Transcribe every one of the items below word for word, without changing anything.

[Items in a dataset]
* begin *

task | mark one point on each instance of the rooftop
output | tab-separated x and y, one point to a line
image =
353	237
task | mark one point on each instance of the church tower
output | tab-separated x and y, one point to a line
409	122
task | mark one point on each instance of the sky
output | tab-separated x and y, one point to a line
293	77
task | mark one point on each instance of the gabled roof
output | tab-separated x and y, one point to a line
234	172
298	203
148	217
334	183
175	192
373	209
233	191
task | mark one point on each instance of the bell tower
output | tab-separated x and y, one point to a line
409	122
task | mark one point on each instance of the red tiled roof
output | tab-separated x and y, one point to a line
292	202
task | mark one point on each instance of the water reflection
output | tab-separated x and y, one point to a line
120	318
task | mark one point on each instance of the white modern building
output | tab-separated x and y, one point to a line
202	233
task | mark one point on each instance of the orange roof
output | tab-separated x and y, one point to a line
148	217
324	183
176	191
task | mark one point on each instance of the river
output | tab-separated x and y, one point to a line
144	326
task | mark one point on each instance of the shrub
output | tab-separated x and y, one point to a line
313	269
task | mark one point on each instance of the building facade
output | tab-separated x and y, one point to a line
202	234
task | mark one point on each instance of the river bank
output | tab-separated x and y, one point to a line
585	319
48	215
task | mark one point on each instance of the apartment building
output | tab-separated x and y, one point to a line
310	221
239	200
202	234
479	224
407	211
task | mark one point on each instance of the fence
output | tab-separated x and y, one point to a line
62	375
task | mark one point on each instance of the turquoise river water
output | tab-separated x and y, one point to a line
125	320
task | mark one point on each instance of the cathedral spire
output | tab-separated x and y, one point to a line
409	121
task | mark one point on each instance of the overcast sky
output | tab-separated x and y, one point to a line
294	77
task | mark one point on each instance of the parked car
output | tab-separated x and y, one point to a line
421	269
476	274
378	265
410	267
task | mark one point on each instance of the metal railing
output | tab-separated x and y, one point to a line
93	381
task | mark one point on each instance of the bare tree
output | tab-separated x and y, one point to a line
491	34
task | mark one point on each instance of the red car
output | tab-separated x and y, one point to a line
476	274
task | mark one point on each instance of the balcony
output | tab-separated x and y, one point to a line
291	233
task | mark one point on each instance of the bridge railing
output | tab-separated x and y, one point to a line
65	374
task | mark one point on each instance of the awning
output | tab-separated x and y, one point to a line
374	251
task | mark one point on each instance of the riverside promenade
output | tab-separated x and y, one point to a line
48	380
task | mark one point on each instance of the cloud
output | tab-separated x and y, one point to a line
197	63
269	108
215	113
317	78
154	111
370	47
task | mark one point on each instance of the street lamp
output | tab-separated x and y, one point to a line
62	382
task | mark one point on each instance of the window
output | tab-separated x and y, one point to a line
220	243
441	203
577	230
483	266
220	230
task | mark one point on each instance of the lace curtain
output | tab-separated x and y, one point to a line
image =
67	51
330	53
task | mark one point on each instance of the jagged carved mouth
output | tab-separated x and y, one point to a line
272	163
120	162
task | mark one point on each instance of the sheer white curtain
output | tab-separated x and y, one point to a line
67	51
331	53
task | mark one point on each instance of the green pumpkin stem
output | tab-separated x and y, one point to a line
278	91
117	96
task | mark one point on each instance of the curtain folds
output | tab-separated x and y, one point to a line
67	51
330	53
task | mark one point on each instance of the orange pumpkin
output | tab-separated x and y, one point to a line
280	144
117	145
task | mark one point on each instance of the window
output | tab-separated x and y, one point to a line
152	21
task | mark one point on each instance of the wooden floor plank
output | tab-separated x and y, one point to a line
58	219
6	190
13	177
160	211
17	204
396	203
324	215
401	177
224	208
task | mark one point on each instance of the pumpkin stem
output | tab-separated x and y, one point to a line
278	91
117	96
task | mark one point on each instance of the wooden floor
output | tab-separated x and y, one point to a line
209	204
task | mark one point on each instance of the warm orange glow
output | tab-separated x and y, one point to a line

* end *

**WORKED SOLUTION:**
task | mark one point on each instance of the rooftop
output | tab-separated x and y, one point to a line
image =
353	237
task | mark one point on each instance of the church tower
output | tab-separated x and y, one point to a line
409	122
task | mark one point on each instance of the sky
output | tab-separated x and y, one point to a line
293	77
task | mark one point on each instance of the gabled roof
output | tab-separated x and y, one point to a line
234	172
298	203
148	217
334	183
175	192
373	209
233	191
task | mark one point on each instance of the bell tower
output | tab-separated x and y, one point to a line
409	122
task | mark one point on each instance of the red tiled roof
output | tab-separated x and y, one point to a line
292	202
task | mark one point on each instance of the water reflection
output | tab-separated x and y, one point to a line
120	318
task | mark one point on each instance of the white modern building
output | tab-separated x and y, one point to a line
202	233
task | mark one point on each instance of the orange roof
output | tab-separated x and y, one point to a line
148	217
324	183
176	191
task | mark one point on each instance of the river
output | tab-separated x and y, one point to a line
144	326
task | mark one point on each instance of the shrub
output | tab-separated x and y, one point to a line
313	269
task | mark one point on each instance of the building facade
output | tab-separated x and y, one point to a line
202	234
task | mark one point on each instance of the river bank
output | tab-separated x and y, one point to a line
585	319
48	215
task | mark one point on each instance of the apartment building
output | tab-separated x and y, one point to a line
310	221
239	200
202	234
479	224
407	211
task | mark one point on each instance of the fence
output | tab-separated x and y, one point to a line
62	375
task | mark one point on each instance of the turquoise river water
output | tab-separated x and y, one point to a line
125	320
task | mark one point on each instance of the cathedral spire
output | tab-separated x and y, one point to a line
409	121
task | mark one point on each instance of the overcast sky
output | tab-separated x and y, one point to a line
294	77
task | mark one point on each instance of the parked car
output | tab-separated x and y, one point to a line
421	269
476	274
378	265
410	267
task | mark one point on each instance of the metal railing
output | tab-separated x and y, one point to a line
93	381
task | mark one point on each instance of the bare tree
output | tab-separated x and y, one point to a line
491	34
task | mark one point on each instance of the red car
output | tab-separated x and y, one point to a line
476	274
task | mark one point on each instance of the balcony
output | tab-separated x and y, one point to a line
291	233
task | mark one point on each instance of the bridge railing
output | tab-separated x and y, one point to a line
65	374
task | mark one point on each instance of the awning
output | tab-separated x and y, one point to a line
374	251
task | mark one point on each instance of the riverside promenade
output | tab-separated x and y, one point to a line
48	380
task | mark one point on each instance of the cloud
output | tab-separated x and y, one point to a line
197	63
269	108
215	113
317	78
154	111
370	47
task | mark one point on each instance of the street lamp
output | tab-separated x and y, one point to a line
62	382
task | mark one point on each instance of the window
output | tab-separated x and y, one point to a line
220	243
441	203
577	230
483	266
220	230
task | mark one point on each instance of the lace curtain
output | tab-separated x and y, one point to a line
image =
67	51
330	53
task | mark one point on each instance of the jagged carved mouth
output | tab-separated x and y, one point to a line
272	163
120	162
task | mark one point on each instance of the sheer white curtain
output | tab-separated x and y, one point to a line
67	51
331	53
task | mark one point on each instance of the green pumpkin stem
output | tab-separated x and y, one point to a line
278	91
117	96
task | mark one point on each instance of the curtain folds
output | tab-separated x and y, one point to a line
67	51
330	53
task | mark one point on each instance of the orange pumpkin
output | tab-separated x and y, one point to a line
280	144
117	145
task | mark one point on each instance of the window
output | tab-separated x and y, one point to a line
152	21
task | mark one point on each instance of the wooden floor plank
output | tab-separated x and y, one point to a line
58	219
6	190
13	177
160	211
17	204
396	203
324	215
401	177
224	208
task | mark one point on each instance of the pumpkin stem
output | tab-separated x and y, one point to a line
278	91
117	96
task | mark one point on each instance of the wooden floor
output | tab-separated x and y, one point to a line
209	204
task | mark one point on each instance of the warm orange glow
output | tab-separated x and y, one point to a line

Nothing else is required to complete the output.